#### [Your task]
Rewrite the lines below as a numbered list, leaving out any blank lines.

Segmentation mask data
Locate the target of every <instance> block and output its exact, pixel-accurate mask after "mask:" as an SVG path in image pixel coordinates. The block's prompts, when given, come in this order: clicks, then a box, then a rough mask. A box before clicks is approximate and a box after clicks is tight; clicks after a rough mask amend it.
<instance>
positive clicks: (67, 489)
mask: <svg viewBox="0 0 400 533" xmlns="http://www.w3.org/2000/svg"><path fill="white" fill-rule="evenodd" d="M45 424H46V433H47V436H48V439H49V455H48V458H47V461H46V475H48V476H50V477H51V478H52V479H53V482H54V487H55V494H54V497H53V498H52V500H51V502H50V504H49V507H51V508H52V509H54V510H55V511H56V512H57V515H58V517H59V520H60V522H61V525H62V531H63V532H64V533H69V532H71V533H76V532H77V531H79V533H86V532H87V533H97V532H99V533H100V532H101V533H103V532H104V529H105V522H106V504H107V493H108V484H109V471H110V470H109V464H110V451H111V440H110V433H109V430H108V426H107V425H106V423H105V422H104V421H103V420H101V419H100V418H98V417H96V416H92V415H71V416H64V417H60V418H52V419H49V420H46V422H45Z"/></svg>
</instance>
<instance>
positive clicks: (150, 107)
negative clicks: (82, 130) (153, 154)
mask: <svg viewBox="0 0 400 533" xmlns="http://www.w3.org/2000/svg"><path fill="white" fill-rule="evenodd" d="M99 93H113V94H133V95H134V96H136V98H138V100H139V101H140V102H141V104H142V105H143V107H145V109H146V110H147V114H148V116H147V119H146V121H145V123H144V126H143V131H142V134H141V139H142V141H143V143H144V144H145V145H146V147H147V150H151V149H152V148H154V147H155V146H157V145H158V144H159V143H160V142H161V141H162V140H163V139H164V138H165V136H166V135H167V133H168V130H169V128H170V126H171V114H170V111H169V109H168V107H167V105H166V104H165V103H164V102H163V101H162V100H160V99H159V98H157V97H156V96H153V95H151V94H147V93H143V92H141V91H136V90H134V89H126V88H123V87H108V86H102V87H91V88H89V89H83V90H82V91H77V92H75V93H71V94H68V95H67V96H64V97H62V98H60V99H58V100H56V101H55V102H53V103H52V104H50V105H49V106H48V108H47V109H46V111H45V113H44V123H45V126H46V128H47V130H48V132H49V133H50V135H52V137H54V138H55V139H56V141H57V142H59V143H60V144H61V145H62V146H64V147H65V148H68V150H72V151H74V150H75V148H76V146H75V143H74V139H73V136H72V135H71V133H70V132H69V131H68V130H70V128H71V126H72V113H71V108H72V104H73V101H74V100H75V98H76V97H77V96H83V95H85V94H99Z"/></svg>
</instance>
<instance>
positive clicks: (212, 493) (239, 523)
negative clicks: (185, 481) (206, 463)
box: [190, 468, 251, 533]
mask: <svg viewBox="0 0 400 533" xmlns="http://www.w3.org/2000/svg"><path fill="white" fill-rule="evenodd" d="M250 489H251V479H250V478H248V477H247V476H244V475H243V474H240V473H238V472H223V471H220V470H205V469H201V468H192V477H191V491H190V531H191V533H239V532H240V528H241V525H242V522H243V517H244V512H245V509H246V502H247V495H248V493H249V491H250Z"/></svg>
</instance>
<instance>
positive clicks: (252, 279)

#### [Solution to the problem]
1. Locate the target of every <instance> block and output its exact, pixel-accurate mask after "mask:" as an SVG path in image pixel coordinates. The block's prompts, when given, come in this order: clicks, then a box, then a rough mask. A box before clicks is approximate and a box after clicks is tight; clicks after a rough mask amend it.
2. <instance>
3. positive clicks: (67, 489)
4. mask: <svg viewBox="0 0 400 533" xmlns="http://www.w3.org/2000/svg"><path fill="white" fill-rule="evenodd" d="M45 424H46V433H47V436H48V439H49V455H48V458H47V461H46V475H48V476H50V477H51V478H52V479H53V482H54V487H55V494H54V497H53V498H52V500H51V502H50V504H49V507H51V508H52V509H54V510H55V511H56V512H57V515H58V517H59V520H60V522H61V525H62V531H63V532H64V533H69V532H71V533H76V532H77V531H79V533H86V532H87V533H97V532H99V533H100V532H101V533H103V532H104V529H105V522H106V504H107V493H108V484H109V471H110V470H109V464H110V451H111V440H110V433H109V430H108V426H107V425H106V423H105V422H104V421H103V420H101V419H100V418H98V417H96V416H92V415H71V416H64V417H60V418H52V419H49V420H46V422H45Z"/></svg>
5. </instance>
6. <instance>
7. positive clicks: (150, 107)
8. negative clicks: (82, 130) (153, 154)
9. mask: <svg viewBox="0 0 400 533" xmlns="http://www.w3.org/2000/svg"><path fill="white" fill-rule="evenodd" d="M99 93H113V94H133V95H134V96H136V98H138V100H139V101H140V102H141V104H142V105H143V107H145V109H146V110H147V114H148V116H147V119H146V121H145V123H144V126H143V131H142V134H141V139H142V141H143V143H144V144H145V145H146V147H147V150H151V149H152V148H154V147H155V146H157V145H158V144H159V143H160V142H161V141H162V140H163V139H164V138H165V136H166V135H167V133H168V130H169V128H170V126H171V114H170V111H169V109H168V107H167V105H166V104H165V103H164V102H163V101H162V100H160V99H159V98H157V97H156V96H153V95H151V94H147V93H143V92H141V91H136V90H134V89H126V88H123V87H108V86H102V87H91V88H89V89H83V90H82V91H77V92H75V93H71V94H68V95H67V96H64V97H62V98H60V99H58V100H56V101H55V102H53V103H52V104H50V105H49V106H48V108H47V109H46V111H45V113H44V123H45V126H46V128H47V130H48V132H49V133H50V135H52V137H54V138H55V139H56V141H57V142H59V143H60V144H61V145H62V146H64V147H65V148H68V150H72V151H74V150H75V148H76V146H75V143H74V139H73V136H72V135H71V133H70V132H69V131H68V130H70V128H71V126H72V113H71V108H72V104H73V101H74V100H75V98H76V97H77V96H83V95H85V94H99Z"/></svg>
10. </instance>
11. <instance>
12. positive clicks: (212, 493) (239, 523)
13. negative clicks: (185, 481) (206, 463)
14. box: [190, 468, 251, 533]
15. mask: <svg viewBox="0 0 400 533" xmlns="http://www.w3.org/2000/svg"><path fill="white" fill-rule="evenodd" d="M250 489H251V479H250V478H248V477H247V476H244V475H243V474H240V473H238V472H223V471H220V470H205V469H201V468H192V477H191V491H190V531H191V533H239V532H240V528H241V525H242V522H243V517H244V512H245V509H246V502H247V495H248V493H249V491H250Z"/></svg>
16. </instance>
17. <instance>
18. positive clicks: (252, 279)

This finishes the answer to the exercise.